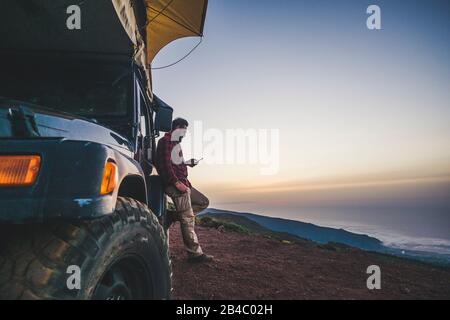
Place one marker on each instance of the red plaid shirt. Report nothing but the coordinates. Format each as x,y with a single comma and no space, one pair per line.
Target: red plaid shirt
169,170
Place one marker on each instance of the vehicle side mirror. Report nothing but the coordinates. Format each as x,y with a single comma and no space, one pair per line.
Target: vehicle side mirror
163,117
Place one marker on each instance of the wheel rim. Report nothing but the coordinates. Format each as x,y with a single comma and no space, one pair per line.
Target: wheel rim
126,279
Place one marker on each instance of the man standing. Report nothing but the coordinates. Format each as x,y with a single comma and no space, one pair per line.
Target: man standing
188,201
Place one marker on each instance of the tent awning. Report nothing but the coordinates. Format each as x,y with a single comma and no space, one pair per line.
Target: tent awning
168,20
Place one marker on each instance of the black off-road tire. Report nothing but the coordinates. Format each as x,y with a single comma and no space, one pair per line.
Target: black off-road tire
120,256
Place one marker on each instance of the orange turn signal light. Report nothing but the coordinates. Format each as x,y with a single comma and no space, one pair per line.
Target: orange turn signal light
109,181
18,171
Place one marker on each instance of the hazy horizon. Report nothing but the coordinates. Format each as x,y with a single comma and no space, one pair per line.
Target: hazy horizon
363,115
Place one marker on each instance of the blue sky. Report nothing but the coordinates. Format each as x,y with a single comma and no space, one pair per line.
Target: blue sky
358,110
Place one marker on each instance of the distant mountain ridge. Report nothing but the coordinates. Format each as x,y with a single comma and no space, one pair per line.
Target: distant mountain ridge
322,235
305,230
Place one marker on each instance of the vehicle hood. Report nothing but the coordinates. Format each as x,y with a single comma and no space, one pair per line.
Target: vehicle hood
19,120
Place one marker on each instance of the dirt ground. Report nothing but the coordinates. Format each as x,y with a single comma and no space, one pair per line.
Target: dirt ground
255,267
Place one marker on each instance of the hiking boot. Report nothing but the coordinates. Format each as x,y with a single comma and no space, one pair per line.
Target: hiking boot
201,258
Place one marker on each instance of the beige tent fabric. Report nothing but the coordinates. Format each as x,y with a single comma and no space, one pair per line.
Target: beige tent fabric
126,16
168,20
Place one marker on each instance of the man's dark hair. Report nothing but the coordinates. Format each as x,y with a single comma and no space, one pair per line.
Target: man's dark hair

____________________

• **Task prompt**
Reproduce every line from the one containing "Place one marker on each instance of the beige" through the end of the items, inclusive, with the requests included. Scale each coordinate in the answers by 1.95 and round it to the nearest whole number, rounding halves up.

• **Task response**
Place one marker on each instance of the beige tent fabric. Report nothing but the coordinates. Format each as x,y with a single comma and no space, one pair per line.
Target: beige tent fabric
246,31
328,39
Place one marker on each instance of the man's dark hair. Report nothing but the coordinates. Format each as x,y with a single comma and no space, one pair per line.
Target: man's dark hair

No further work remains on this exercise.